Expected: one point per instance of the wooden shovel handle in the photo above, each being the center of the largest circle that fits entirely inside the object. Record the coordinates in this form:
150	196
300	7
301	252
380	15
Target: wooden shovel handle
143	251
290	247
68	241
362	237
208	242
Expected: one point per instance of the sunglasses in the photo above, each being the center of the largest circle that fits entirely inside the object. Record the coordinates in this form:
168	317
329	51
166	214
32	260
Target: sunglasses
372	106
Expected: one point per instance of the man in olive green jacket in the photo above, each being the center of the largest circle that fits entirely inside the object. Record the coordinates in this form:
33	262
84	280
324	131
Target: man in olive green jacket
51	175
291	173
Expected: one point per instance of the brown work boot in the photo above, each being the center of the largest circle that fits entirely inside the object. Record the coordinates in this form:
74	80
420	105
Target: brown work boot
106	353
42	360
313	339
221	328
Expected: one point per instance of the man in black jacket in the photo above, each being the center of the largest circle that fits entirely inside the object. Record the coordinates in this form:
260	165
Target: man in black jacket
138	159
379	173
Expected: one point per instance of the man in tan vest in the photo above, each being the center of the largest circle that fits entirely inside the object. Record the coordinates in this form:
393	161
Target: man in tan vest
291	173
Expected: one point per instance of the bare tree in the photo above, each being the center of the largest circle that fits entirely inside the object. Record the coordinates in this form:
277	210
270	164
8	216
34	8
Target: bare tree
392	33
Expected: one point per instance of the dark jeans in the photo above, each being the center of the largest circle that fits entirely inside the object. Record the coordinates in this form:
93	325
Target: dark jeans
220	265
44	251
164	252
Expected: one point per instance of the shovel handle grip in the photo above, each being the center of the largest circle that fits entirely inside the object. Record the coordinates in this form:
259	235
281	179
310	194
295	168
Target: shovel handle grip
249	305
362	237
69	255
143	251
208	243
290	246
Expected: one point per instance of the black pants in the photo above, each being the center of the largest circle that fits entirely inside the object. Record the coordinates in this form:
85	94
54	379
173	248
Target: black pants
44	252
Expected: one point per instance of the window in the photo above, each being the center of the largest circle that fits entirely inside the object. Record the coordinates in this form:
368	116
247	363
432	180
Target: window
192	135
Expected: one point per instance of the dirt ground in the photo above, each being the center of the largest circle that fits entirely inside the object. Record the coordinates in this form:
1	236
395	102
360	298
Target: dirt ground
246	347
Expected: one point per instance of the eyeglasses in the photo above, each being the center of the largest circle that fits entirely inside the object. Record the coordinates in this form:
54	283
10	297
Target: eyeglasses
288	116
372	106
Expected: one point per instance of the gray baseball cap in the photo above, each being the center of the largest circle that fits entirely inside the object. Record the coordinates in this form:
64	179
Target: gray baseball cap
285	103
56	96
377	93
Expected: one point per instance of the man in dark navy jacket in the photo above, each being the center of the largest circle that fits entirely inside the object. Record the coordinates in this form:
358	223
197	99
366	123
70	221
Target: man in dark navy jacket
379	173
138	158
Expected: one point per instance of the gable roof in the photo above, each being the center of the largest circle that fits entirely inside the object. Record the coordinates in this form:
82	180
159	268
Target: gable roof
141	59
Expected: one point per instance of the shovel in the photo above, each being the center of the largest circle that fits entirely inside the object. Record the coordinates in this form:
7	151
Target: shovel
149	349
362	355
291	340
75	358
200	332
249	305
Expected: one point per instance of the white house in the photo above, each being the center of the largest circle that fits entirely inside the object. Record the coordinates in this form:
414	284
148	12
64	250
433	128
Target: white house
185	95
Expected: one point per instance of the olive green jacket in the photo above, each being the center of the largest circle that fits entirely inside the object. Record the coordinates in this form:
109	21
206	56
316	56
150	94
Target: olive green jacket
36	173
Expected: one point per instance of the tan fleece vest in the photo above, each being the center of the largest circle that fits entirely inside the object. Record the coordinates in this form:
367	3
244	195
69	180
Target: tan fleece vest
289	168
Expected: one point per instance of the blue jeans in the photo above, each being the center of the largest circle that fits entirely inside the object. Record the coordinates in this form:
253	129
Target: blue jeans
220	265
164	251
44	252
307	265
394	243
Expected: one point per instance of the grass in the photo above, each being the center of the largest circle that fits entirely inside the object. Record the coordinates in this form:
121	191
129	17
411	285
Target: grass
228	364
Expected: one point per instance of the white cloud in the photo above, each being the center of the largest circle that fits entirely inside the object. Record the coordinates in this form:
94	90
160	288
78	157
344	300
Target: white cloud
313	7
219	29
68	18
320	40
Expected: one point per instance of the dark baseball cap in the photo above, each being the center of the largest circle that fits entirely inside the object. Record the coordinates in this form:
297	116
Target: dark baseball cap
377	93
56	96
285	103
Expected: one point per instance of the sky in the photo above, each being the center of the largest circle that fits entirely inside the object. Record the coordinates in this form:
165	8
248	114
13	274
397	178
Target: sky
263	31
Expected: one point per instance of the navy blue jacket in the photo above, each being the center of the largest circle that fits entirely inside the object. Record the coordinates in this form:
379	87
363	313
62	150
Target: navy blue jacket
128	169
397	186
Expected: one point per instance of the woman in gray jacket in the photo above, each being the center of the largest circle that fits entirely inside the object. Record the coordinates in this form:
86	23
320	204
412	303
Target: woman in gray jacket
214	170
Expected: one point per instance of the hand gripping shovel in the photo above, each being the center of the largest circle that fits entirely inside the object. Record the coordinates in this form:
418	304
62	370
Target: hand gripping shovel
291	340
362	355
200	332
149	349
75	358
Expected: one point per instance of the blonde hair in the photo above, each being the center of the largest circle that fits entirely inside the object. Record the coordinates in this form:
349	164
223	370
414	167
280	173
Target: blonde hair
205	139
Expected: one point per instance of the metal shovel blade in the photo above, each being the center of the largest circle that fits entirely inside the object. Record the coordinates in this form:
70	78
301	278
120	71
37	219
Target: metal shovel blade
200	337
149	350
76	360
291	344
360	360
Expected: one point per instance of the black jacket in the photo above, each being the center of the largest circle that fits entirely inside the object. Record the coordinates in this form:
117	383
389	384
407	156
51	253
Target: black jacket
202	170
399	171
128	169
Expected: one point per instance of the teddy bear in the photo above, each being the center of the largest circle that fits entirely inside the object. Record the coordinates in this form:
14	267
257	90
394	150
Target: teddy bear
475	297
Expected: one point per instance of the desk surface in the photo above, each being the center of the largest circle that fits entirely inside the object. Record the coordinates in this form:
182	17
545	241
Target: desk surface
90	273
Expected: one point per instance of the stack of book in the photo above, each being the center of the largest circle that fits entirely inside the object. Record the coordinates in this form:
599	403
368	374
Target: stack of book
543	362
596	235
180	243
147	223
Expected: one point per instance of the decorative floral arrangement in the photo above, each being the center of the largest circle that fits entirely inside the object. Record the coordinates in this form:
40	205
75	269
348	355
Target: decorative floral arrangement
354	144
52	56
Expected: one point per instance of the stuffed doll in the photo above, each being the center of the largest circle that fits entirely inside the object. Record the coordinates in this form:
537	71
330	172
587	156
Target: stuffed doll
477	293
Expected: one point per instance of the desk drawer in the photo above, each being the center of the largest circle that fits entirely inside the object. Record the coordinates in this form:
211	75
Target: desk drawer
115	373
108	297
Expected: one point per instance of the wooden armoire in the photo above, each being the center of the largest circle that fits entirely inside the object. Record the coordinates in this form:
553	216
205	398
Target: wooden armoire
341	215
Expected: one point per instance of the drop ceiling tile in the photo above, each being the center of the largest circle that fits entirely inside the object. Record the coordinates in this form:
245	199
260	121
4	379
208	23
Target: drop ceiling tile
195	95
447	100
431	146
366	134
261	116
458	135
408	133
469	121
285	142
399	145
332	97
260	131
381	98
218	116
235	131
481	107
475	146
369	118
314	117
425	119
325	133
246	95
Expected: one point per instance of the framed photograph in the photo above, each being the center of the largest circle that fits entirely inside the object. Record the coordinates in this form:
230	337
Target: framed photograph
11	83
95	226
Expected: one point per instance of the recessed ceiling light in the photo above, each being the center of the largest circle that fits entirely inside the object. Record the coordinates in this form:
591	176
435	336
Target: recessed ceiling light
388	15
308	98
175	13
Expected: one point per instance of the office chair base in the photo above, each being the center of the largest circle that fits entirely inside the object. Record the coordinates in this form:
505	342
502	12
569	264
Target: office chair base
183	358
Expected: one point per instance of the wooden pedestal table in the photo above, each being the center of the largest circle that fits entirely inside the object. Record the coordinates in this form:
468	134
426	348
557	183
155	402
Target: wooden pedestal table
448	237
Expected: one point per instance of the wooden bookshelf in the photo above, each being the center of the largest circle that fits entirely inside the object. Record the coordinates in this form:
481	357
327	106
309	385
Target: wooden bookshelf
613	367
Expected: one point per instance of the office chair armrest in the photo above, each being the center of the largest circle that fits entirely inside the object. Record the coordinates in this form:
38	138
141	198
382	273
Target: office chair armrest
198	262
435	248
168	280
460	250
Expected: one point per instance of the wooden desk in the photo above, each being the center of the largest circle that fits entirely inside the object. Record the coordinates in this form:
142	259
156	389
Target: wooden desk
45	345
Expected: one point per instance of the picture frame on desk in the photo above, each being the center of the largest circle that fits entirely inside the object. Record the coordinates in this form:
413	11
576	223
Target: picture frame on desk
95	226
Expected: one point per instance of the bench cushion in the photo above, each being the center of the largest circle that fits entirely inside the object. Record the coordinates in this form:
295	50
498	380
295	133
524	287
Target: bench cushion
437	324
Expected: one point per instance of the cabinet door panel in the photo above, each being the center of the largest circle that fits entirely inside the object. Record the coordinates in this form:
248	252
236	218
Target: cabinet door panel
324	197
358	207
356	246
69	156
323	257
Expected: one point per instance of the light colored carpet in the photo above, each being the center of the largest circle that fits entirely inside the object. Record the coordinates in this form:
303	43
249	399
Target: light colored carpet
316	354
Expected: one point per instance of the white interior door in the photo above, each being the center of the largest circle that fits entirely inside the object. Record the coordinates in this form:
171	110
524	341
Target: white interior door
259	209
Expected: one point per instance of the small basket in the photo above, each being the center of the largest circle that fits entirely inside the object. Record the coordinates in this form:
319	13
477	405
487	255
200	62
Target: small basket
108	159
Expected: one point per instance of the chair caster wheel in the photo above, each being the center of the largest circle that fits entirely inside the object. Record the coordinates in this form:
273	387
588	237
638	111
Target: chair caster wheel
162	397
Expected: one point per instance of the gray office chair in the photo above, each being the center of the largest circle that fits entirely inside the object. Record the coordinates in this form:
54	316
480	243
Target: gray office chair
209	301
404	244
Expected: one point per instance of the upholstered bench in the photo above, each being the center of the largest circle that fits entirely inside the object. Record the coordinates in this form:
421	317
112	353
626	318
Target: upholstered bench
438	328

[Problem to work on] Using the material above, extract the line that contains "Target: cabinet door panel" and every line after it, exactly as given; stop at the last line.

[Problem solution]
Target: cabinet door panel
324	197
358	207
356	246
69	156
323	257
Expected: one point per instance of the light colored carpet in the photo above, each being the center of the largest circle that fits entirely inside the object. Record the coordinates in this form:
303	43
249	399
Target: light colored carpet
316	354
Expected: one point per instance of the white interior door in the photo above, each being the center of the largest circle that fits entirely inside the object. Record the coordinates in this form:
171	110
524	341
Target: white interior door
259	209
Expected: one point per instance of the small basket in the photo above, each being the center of the largest circle that fits entirely inside the object. Record the coordinates in this form:
319	13
477	405
487	255
200	62
Target: small basket
108	159
Expected: one point per instance of the chair caster wheel in the photo above, each being the center of the largest circle that fits entirely inside the object. Record the coordinates in this form:
273	387
588	237
638	111
Target: chair caster wheel
162	397
Expected: one point per instance of the gray office chair in the photo above, each being the center of the largest circle that fits entirely inside the object. Record the coordinates in this form:
54	316
480	243
Target: gray office chair
209	301
404	244
Expected: one point per instance of the upholstered bench in the photo above, each being the center of the largest circle that fits entirely inside the object. Record the coordinates in this form:
421	317
112	353
626	318
Target: upholstered bench
438	328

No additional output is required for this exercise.